# [What you have to do]
Present the entries below as a numbered list, leaving out any blank lines, and do not include the pictures in your answer.

——————

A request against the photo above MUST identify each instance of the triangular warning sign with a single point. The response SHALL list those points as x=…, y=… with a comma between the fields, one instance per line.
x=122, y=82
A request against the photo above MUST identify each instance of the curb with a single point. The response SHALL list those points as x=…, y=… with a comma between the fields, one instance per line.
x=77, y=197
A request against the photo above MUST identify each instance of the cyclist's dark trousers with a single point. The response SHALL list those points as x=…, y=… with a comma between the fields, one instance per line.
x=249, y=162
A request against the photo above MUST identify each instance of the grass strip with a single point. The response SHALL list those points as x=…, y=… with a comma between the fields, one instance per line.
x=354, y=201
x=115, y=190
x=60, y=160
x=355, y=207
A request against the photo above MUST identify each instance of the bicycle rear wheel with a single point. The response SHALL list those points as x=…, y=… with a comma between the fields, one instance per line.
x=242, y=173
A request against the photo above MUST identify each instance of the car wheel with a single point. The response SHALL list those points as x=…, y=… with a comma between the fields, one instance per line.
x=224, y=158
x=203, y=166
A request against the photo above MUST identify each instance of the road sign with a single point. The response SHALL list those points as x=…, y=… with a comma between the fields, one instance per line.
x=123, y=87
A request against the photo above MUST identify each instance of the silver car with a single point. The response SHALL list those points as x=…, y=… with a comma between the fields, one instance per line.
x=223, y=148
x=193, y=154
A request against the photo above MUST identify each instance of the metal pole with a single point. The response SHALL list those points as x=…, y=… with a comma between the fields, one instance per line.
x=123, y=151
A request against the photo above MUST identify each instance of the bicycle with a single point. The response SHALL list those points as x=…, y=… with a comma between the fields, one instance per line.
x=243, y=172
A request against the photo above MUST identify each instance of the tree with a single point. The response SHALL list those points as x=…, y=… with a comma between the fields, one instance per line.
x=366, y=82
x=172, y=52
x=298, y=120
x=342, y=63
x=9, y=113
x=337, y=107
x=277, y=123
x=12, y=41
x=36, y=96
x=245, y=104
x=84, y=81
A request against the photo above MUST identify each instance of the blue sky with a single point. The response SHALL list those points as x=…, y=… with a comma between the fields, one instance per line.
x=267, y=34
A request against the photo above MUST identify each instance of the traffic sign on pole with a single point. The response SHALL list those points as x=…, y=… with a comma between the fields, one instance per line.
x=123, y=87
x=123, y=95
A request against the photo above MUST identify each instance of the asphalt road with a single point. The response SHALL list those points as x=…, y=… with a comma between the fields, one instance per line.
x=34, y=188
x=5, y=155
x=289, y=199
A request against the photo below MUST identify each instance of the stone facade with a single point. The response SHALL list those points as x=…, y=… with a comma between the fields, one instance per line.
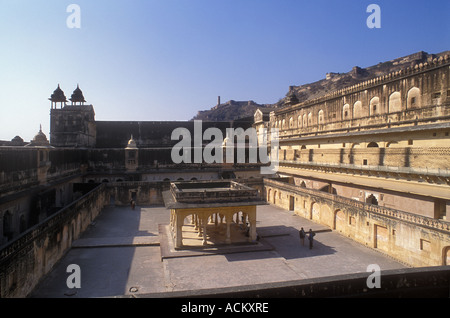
x=371, y=161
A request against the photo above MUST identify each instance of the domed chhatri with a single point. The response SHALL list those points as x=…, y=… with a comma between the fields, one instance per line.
x=58, y=97
x=131, y=143
x=77, y=96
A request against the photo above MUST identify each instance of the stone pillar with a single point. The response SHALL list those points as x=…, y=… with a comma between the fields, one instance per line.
x=205, y=222
x=228, y=235
x=252, y=221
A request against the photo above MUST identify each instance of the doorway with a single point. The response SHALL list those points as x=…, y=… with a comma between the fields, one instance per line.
x=291, y=203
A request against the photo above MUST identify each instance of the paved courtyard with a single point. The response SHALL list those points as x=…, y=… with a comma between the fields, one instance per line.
x=120, y=254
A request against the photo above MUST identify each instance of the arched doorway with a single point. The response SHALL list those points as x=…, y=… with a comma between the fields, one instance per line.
x=7, y=225
x=446, y=256
x=339, y=220
x=315, y=212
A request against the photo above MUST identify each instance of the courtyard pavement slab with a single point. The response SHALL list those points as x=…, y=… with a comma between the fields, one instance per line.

——————

# [Correct result]
1. A request against the photo above MUST identify each instance of the triangular warning sign with a single point. The response SHALL list those points as x=…, y=… with a comma between the fields, one instance per line.
2. x=122, y=82
3. A request against the photo above MUST identify each instance of the curb with a single point. The response SHALL list those points as x=…, y=… with a comma between the fields, one instance per line.
4. x=77, y=197
5. A request against the photo above MUST identify each instance of the cyclist's dark trousers with a single point. The response SHALL list those points as x=…, y=… with a comma between the fields, one instance per line.
6. x=249, y=162
7. A request against the photo above MUST identify each instance of the grass strip with a single point. The response SHALL list those points as x=…, y=… with a comma between the fields, one instance per line.
8. x=354, y=201
9. x=115, y=190
10. x=60, y=160
11. x=355, y=207
12. A request against the photo above MUST identify each instance of the bicycle rear wheel with a single point. The response SHALL list those points as x=…, y=… with a comma between the fields, one instance per line.
13. x=242, y=173
14. A request against the photo above MUST identify each instance of the car wheel with a single point. The response SHALL list those points as x=…, y=… with a comma between the fields, one instance per line.
15. x=224, y=158
16. x=203, y=166
17. A request against the photo above MUST identify each instance of the road sign with a single point. The response SHALL list those points as x=…, y=… with a comma between the fields, one instance per line.
18. x=123, y=87
19. A request against the photo above MUST identify each instance of the silver car with a single point. The response SHALL list those points as x=…, y=… with a comma between the fields, one instance per line.
20. x=223, y=148
21. x=193, y=154
22. A request against the photo above MUST identify each instance of the metal pole with a single point. The response SHALL list those points as x=…, y=… with a comma between the fields, one instance per line.
23. x=123, y=151
24. A request against the photo above MUST identify each instance of the bicycle with a single point. The response SHALL list those points as x=…, y=… with a comma between the fields, one instance per line.
25. x=243, y=172
26. A request against the photo above MUST identify each instance of the tree with a single point. The response SHALL list those points as x=…, y=… with a comma between the fields, one instance per line.
27. x=366, y=82
28. x=172, y=52
29. x=298, y=120
30. x=342, y=63
31. x=9, y=113
32. x=337, y=107
33. x=277, y=123
34. x=12, y=41
35. x=36, y=96
36. x=245, y=104
37. x=84, y=81
38. A request against the photo above MUST identify each instance of the blue sky with a single point. The response SHALL list those points as x=…, y=… with a comma between the fields, one instance per line.
39. x=267, y=34
40. A request against the photo above MUST identify each instance of the traffic sign on pole with a single point. The response SHALL list those points as x=…, y=… with a comma between the fields, one instance per line.
41. x=123, y=87
42. x=123, y=95
43. A request against the photo above MUST identify each instance of the asphalt road with a single point. The response SHALL list those points as x=…, y=… with a comma between the fields, one instance per line.
44. x=34, y=188
45. x=5, y=155
46. x=289, y=199
47. A request against the photo below MUST identify each instance of the stone facade with a single point. The response SHALL list those points as x=…, y=… with a comma between the fields, one instance per line.
48. x=371, y=161
49. A request against the photo above MUST identify each instance of the domed chhatri with a single point. The response SHALL list those points as x=…, y=… with a comma between the fields, one instance per line.
50. x=58, y=97
51. x=131, y=143
52. x=77, y=96
53. A request against the photo above MUST identify each instance of the stone pillar with a single point. The response SHALL list those points as x=…, y=… with a comma between the fields, one instance per line.
54. x=205, y=222
55. x=228, y=235
56. x=252, y=221
57. A request against the photo above MUST identify each instance of the doorway with a single point. The response SHALL list those points as x=…, y=… with a comma between the fields, one instance per line.
58. x=291, y=203
59. A request against the photo above MUST identify each instance of the paved courtyard with a single point. The response SHALL list those points as x=…, y=… with a comma between the fields, one instance per line.
60. x=120, y=254
61. A request against the photo above MUST identify each instance of the arched doorway with a single point. The response SHALL list those points as x=…, y=… with a comma between the fields, one instance per line.
62. x=7, y=225
63. x=446, y=256
64. x=339, y=220
65. x=315, y=212
66. A request against the photo above MUST identify each instance of the courtyard pavement slab with a single point. The response SHALL list those points as x=…, y=… with a comma between the fields, one instance per line.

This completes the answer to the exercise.